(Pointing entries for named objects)
= = = = =

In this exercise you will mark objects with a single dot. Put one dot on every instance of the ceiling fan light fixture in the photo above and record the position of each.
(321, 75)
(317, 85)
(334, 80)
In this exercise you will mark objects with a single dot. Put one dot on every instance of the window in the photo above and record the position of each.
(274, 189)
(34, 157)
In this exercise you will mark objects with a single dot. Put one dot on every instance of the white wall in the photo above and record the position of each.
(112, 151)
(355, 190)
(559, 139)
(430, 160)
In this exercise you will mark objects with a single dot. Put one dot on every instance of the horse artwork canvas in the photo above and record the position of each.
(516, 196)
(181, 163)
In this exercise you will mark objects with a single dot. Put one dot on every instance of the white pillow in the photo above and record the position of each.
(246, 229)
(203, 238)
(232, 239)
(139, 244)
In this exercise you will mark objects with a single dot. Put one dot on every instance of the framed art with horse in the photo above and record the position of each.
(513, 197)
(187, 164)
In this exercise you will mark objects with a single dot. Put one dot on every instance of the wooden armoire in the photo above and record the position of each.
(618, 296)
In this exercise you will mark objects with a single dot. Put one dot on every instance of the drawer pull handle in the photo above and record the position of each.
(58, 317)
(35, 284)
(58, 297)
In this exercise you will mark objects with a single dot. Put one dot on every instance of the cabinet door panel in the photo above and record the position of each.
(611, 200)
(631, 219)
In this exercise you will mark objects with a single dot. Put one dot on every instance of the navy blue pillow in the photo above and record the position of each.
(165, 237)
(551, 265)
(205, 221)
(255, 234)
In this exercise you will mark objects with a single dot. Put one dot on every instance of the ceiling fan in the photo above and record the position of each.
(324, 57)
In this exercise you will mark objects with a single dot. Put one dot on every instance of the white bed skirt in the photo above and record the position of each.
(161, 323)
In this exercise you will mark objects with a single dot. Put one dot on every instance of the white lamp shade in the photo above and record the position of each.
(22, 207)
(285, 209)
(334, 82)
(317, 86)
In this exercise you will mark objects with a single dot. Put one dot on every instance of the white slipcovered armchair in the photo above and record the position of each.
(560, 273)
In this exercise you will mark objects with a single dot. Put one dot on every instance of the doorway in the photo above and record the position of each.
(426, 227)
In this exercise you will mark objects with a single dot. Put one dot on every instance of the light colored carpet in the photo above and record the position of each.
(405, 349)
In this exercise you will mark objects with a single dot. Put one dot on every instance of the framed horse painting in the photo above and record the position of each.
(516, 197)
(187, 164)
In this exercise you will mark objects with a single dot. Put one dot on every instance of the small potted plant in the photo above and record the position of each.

= = = = =

§ What you need to do:
Put every line of the material above into a Markdown table with two columns, Row and Line, numbering each row and omitting blank lines.

§ Solution for this task:
| Row | Line |
|---|---|
| 1 | In this exercise you will mark objects with a single dot. Put one dot on every instance of the ceiling fan light fixture in the photo above and record the position of each. |
| 2 | (321, 75) |
| 3 | (317, 85) |
| 4 | (334, 80) |
| 5 | In this exercise you will mark objects with a single dot. Put one dot on every instance of the window in the photo above and record the position of each. |
| 6 | (274, 189) |
| 7 | (34, 157) |
| 8 | In this exercise you will mark objects with a single dot. Put one dot on every instance of the white wall in the photo above and record the position of each. |
| 9 | (112, 151) |
| 10 | (355, 190) |
| 11 | (559, 139) |
| 12 | (430, 160) |
| 13 | In this exercise you will mark objects with a single dot. Put one dot on every instance of the horse artwork canvas in the photo above and record the position of each. |
| 14 | (516, 196) |
| 15 | (181, 163) |
| 16 | In this exercise you will mark objects with a single dot. Put one dot on every instance of the white pillow in the photo above and record the position of each. |
| 17 | (246, 229) |
| 18 | (203, 238) |
| 19 | (232, 239) |
| 20 | (139, 244) |
| 21 | In this exercise you will mark objects with a single dot. Put one dot on every instance of the framed art with horse in the photo above and record the position of each. |
| 22 | (513, 197) |
| 23 | (187, 164) |
| 24 | In this exercise you will mark objects with a single dot. Put one dot on every instance of the wooden armoire in the photo above and record the position of each. |
| 25 | (618, 296) |
| 26 | In this exercise you will mark objects with a single dot. Put one dot on every instance of the drawer pull handle in the photo above and record the position of each. |
| 27 | (58, 317) |
| 28 | (35, 284) |
| 29 | (58, 297) |
| 30 | In this exercise you will mark objects with a single dot. Put one dot on every instance of the cabinet door panel in the photo above and record the position of each. |
| 31 | (611, 200) |
| 32 | (631, 219) |
| 33 | In this exercise you will mark objects with a single dot. Put one dot on every instance of the navy blue pillow in the photo above and record the position of each. |
| 34 | (165, 237) |
| 35 | (551, 265) |
| 36 | (205, 221) |
| 37 | (255, 234) |
| 38 | In this exercise you will mark objects with a single dot. Put one dot on every instance of the ceiling fan in the photo above and record the position of each. |
| 39 | (324, 57) |
| 40 | In this exercise you will mark objects with a single dot. Put one dot on every instance of the white bed skirt in the photo above and record the position of each. |
| 41 | (161, 323) |
| 42 | In this exercise you will mark objects with a single dot. Put one dot on every instance of the white lamp shade in the photo above and record the position of each. |
| 43 | (22, 207) |
| 44 | (285, 209) |
| 45 | (334, 82) |
| 46 | (317, 86) |
| 47 | In this exercise you will mark objects with a single dot. Put one dot on every instance of the white slipcovered armchair in the photo above and record the position of each. |
| 48 | (560, 273) |
| 49 | In this exercise you will mark objects with a single dot. Put one dot on every instance of the doorway in the photo above and record the position of each. |
| 50 | (426, 227) |
| 51 | In this exercise you will mark objects with a single dot. Put one dot on every instance of the light colored carpet in the photo above and record the position of each. |
| 52 | (405, 349) |
| 53 | In this exercise you will mark objects with a single dot. Put one dot on every instance of the framed horse painting in the photo above and record the position of each. |
| 54 | (516, 197) |
| 55 | (187, 164) |
| 56 | In this exercise you will mark objects with a single dot. Put one dot on every instance of the small potted plant in the photo above and record the position of each. |